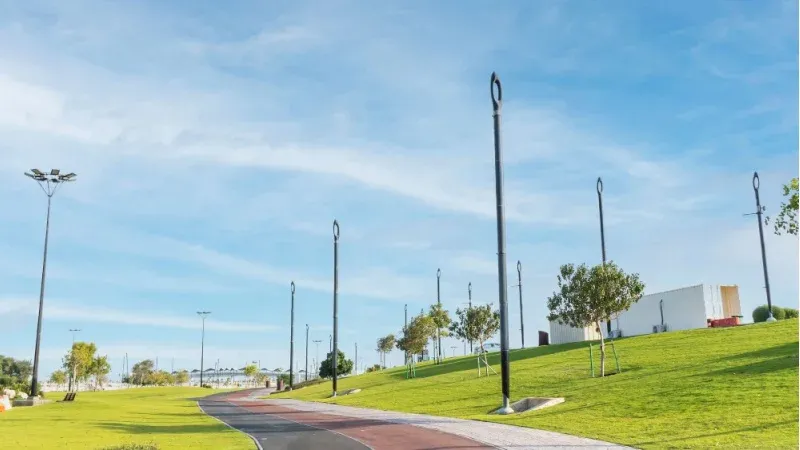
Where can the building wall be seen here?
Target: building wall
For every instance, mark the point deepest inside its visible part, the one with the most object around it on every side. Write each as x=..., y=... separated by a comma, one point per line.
x=684, y=309
x=731, y=305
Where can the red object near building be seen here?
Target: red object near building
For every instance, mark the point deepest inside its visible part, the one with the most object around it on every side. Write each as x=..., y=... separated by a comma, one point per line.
x=544, y=338
x=727, y=322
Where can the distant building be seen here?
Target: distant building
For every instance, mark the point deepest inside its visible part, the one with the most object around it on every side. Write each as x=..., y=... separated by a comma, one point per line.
x=679, y=309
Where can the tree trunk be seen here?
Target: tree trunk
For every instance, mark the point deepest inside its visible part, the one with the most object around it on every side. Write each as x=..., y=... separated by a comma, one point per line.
x=602, y=351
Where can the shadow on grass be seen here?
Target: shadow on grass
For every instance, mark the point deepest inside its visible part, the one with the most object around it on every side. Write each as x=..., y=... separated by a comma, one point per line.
x=463, y=363
x=140, y=428
x=721, y=433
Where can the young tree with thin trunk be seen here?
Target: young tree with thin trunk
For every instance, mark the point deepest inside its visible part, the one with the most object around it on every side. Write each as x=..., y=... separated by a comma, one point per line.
x=59, y=378
x=477, y=324
x=385, y=345
x=416, y=334
x=786, y=221
x=588, y=296
x=441, y=320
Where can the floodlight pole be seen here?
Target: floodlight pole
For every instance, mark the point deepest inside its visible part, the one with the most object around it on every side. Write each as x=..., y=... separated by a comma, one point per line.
x=759, y=212
x=202, y=315
x=306, y=352
x=497, y=102
x=602, y=233
x=521, y=316
x=335, y=350
x=469, y=293
x=439, y=302
x=291, y=343
x=49, y=184
x=405, y=328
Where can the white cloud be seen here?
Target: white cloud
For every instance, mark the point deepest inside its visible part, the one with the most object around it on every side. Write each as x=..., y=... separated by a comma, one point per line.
x=65, y=311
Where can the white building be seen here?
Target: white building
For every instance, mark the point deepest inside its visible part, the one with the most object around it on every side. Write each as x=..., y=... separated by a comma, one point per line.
x=678, y=309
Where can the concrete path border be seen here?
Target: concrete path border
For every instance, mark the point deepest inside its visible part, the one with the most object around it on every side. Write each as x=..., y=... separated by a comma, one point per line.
x=497, y=435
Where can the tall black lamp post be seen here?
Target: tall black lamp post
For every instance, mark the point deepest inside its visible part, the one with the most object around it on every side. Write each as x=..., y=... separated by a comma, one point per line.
x=49, y=182
x=505, y=370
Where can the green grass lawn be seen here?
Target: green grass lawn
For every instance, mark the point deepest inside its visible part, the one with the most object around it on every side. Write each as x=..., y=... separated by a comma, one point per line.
x=166, y=416
x=726, y=387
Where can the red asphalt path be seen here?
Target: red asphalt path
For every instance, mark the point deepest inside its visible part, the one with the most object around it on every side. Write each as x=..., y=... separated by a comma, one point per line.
x=377, y=434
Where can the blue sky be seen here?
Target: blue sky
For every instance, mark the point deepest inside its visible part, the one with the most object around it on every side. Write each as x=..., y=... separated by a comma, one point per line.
x=215, y=145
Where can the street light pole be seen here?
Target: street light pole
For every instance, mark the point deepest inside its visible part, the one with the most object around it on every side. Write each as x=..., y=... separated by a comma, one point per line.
x=306, y=352
x=405, y=327
x=72, y=371
x=469, y=293
x=497, y=102
x=316, y=356
x=335, y=350
x=49, y=182
x=291, y=344
x=202, y=315
x=759, y=212
x=521, y=316
x=602, y=233
x=439, y=302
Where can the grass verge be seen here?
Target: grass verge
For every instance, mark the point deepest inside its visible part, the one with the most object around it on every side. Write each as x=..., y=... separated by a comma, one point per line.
x=165, y=416
x=725, y=387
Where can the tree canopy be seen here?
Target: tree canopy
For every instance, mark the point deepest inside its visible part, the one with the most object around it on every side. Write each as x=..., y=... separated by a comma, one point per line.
x=587, y=296
x=416, y=334
x=343, y=366
x=476, y=324
x=786, y=221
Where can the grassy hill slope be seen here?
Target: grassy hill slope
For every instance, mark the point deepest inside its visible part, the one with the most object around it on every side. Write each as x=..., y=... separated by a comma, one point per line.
x=165, y=416
x=728, y=387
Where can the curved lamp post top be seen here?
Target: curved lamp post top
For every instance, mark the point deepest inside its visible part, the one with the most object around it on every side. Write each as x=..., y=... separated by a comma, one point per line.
x=497, y=99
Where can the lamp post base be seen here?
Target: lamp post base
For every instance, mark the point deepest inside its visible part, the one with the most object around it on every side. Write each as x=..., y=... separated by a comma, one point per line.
x=504, y=411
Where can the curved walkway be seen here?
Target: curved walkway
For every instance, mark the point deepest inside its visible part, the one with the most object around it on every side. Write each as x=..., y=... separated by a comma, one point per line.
x=286, y=428
x=370, y=428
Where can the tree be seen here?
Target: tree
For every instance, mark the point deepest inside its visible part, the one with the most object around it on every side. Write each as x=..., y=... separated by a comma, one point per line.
x=761, y=313
x=100, y=369
x=14, y=374
x=182, y=377
x=343, y=365
x=385, y=345
x=441, y=320
x=476, y=324
x=587, y=296
x=250, y=371
x=142, y=372
x=79, y=360
x=59, y=378
x=416, y=334
x=786, y=221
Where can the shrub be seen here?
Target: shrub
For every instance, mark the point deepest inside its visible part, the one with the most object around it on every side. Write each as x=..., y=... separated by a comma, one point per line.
x=132, y=447
x=303, y=384
x=761, y=313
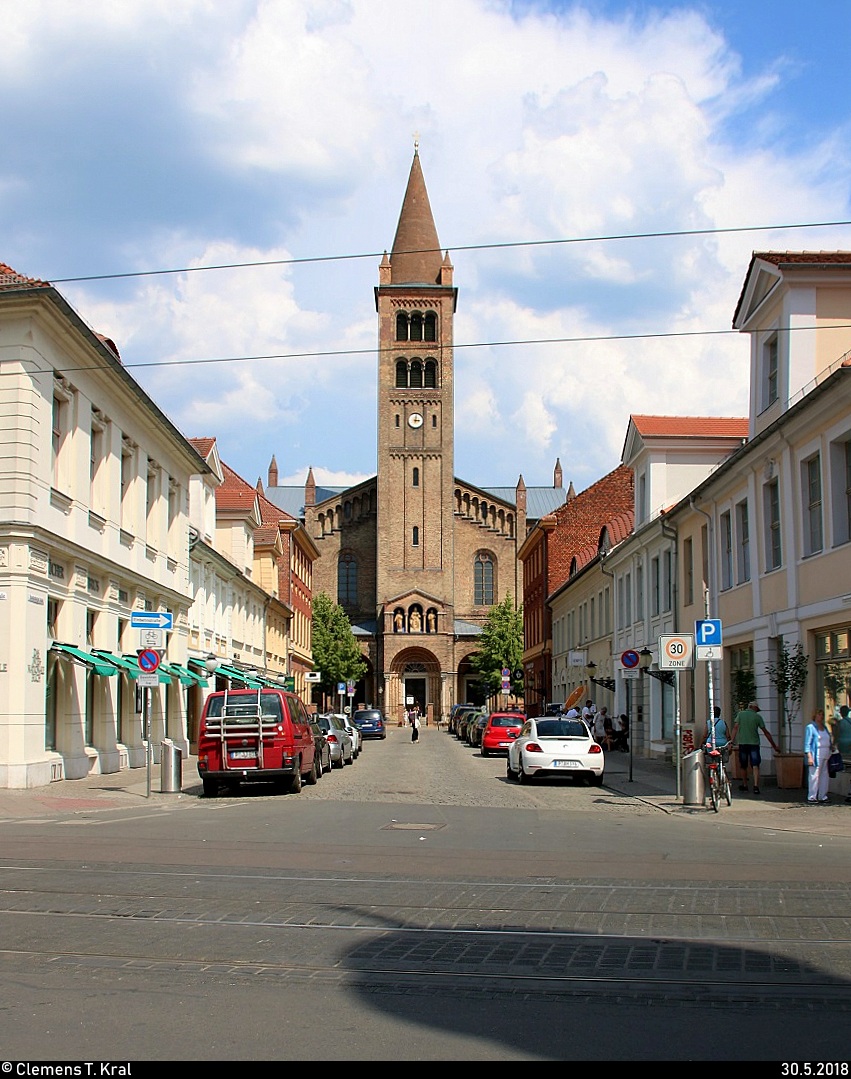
•••••
◆ **What to produce**
In the entries above, count each line that holds "slope". Give the total and nothing else.

◆ **Solution for this task**
2